**TRECHO FORNECIDO**
----------------
Está situado a 9 quilômetros de Manaus, capital do estado.[1]

HISTÓRIA

O Cacau Pirêra é, nos dias atuais, do ponto de vista político-administrativo, um distrito que está subordinado ao município de Iranduba, no Amazonas. A sua história, todavia, remonta o período de ocupação da região da confluência dos rios Negro e Solimões, pelos Povos Originários e, dessa forma, compartilha alguns dos acontecimentos históricos que permearam a construção de Iranduba.

O nome “Cacau Pirêra” deriva, respectivamente, das línguas náhuatl e tupi-guarani[2]. Enquanto a palavra “cacau” refere-se à fruta do cacaueiro, uma planta amplamente conhecida no Brasil e no mundo, o verbete “pirera” significa “pele, invólucro”. Em outras palavras, o nome da localidade traduz-se como “casca de cacau”. Na documentação histórica, o termo aparece pela primeira vez no relatório da Presidência da Província do Amazonas de 1869, no qual o então Presidente João Wilkens de Mattos escreveu o seguinte: “No Cacao-pirera existe uma pequena olaria, da propriedade de João Pereira da Silveira. Produz pouco, por falta de braços[3]. Esse seria, pois, uma das mais importantes povoações situadas nas proximidades da Capital da então Província e, posteriormente, do Estado do Amazonas, que vivenciou alguns dos significativos acontecimentos históricos envolvendo a colonização dessa parte da região amazônica.


Pré-História

Nesse período, a localidade seria parte daquilo que estamos chamando de “Costa de Iranduba”, cujos acontecimentos históricos são aqueles mesmos identificados em relação à construção histórica de Iranduba. Destacam-se o fato de a localidade estar situada nas porções de terra imediatas ao chamado Encontro das Águas e, por essa razão, ser uma região com grande disponibilidade de recursos, o que teria permitido o desenvolvimento das chamadas sociedades complexas da Amazônia. Considerando que se trata de uma área que compõe a “Costa de Iranduba”, também se aplicam as classificações da Arqueologia em relação à ocupação da área, cujos vestígios arqueológicos remontam séculos antes do início da Era Cristã Ocidental e dão conta de processos de ocupação que remontam aos homens e mulheres pré-históricos, cujos ancestrais diretos são os Povos Indígenas com os quais os colonizadores europeus entraram em contato, a partir do século XVI. Parte significativa desses Povos Indígenas foi exterminada e/ou forçada à migração, e a localidade foi paulatinamente colonizada por portugueses e, no século XIX, brasileiros, que se aventuraram no empreendimento colonial sobre a Amazônia.
----------------
**TAREFAS PROPOSTAS**
(1) Reproduza o segmento do trecho sobre o Cacau Pirêra que vai de "Está situado a" a "construção de Iranduba.".
(2) Enumere todos os anos e séculos indicados por número no trecho sobre o Cacau Pirêra.
(3) No trecho sobre o Cacau Pirêra, como se traduz o nome da localidade?
Os registros não têm papel algum nesta parte.

**REGISTROS FORNECIDOS**
----------------
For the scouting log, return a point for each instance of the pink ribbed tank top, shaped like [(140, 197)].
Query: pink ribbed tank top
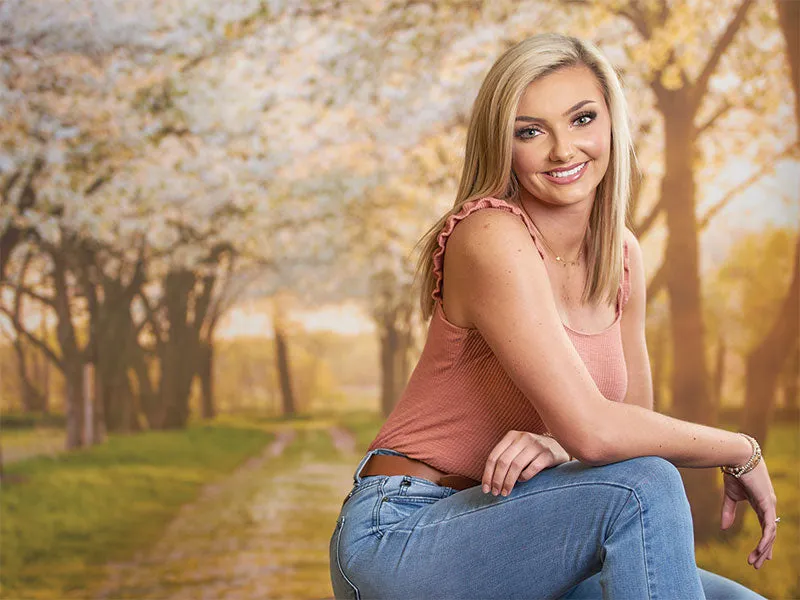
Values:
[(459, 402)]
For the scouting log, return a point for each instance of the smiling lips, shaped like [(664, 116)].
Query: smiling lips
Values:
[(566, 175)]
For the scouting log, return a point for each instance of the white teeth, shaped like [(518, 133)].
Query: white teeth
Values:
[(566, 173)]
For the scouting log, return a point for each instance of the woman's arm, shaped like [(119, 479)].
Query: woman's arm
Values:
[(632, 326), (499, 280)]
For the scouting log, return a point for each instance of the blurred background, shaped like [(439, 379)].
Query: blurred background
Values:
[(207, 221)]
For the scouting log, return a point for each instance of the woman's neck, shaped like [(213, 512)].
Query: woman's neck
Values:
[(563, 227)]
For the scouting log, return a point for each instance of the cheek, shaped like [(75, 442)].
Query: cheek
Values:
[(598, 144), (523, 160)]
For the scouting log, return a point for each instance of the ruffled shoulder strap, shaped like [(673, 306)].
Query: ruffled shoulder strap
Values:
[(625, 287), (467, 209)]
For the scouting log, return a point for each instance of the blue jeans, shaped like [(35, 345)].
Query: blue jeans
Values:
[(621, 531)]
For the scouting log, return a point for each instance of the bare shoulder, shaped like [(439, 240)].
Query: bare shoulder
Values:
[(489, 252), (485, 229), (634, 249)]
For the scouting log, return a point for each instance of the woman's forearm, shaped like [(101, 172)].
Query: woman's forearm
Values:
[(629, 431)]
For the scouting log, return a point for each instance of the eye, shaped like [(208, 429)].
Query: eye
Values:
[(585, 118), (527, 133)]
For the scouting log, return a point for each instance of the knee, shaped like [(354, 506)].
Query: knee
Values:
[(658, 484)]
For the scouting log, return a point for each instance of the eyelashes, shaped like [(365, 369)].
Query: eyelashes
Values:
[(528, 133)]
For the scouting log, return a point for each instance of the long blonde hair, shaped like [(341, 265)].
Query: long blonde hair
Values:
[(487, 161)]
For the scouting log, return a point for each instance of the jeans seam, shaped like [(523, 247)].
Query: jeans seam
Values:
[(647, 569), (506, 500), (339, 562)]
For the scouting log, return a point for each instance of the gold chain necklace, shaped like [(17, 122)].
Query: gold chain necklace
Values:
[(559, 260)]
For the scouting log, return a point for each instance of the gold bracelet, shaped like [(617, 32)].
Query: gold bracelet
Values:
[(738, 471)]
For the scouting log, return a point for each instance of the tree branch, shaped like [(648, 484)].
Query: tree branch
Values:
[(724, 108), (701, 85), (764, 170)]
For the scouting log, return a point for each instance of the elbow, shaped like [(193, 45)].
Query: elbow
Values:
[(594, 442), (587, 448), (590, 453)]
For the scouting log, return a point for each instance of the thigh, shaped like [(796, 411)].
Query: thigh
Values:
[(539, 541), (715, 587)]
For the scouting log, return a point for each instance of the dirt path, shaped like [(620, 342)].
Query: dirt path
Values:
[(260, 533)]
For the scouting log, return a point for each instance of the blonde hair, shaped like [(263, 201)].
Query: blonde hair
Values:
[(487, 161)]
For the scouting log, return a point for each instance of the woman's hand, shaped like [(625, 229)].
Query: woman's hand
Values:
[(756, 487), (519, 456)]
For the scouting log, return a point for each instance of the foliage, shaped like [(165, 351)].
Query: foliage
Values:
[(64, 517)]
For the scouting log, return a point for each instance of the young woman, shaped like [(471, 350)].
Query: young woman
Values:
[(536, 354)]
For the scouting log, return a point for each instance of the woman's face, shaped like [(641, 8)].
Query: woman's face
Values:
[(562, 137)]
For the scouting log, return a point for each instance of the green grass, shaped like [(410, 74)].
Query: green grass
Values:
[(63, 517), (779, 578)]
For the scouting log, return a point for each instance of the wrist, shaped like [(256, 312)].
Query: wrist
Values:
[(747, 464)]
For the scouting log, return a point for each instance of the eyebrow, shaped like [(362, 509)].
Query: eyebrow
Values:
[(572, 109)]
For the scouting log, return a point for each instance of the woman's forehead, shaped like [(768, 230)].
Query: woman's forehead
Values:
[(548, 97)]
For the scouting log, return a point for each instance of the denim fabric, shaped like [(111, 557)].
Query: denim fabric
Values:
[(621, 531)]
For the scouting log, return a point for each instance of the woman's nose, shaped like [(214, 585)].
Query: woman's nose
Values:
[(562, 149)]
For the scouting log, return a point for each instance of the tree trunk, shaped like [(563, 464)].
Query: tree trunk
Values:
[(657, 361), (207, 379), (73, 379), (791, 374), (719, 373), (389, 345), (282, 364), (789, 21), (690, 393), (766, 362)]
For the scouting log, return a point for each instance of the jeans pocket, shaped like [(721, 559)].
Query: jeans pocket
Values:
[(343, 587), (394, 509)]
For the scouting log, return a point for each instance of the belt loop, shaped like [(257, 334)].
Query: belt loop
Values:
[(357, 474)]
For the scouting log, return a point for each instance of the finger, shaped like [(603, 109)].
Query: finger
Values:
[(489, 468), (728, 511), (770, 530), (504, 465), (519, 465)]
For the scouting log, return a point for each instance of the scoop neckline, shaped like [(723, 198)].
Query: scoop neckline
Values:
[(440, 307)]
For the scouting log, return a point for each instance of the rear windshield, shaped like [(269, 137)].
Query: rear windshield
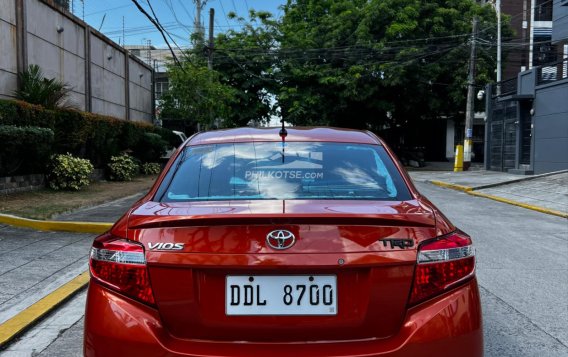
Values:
----------------
**RESPOSTAS ABAIXO**
(1)
Está situado a 9 quilômetros de Manaus, capital do estado.[1]

HISTÓRIA

O Cacau Pirêra é, nos dias atuais, do ponto de vista político-administrativo, um distrito que está subordinado ao município de Iranduba, no Amazonas. A sua história, todavia, remonta o período de ocupação da região da confluência dos rios Negro e Solimões, pelos Povos Originários e, dessa forma, compartilha alguns dos acontecimentos históricos que permearam a construção de Iranduba.

(2) 1869, século XVI, século XIX

(3) Como "casca de cacau".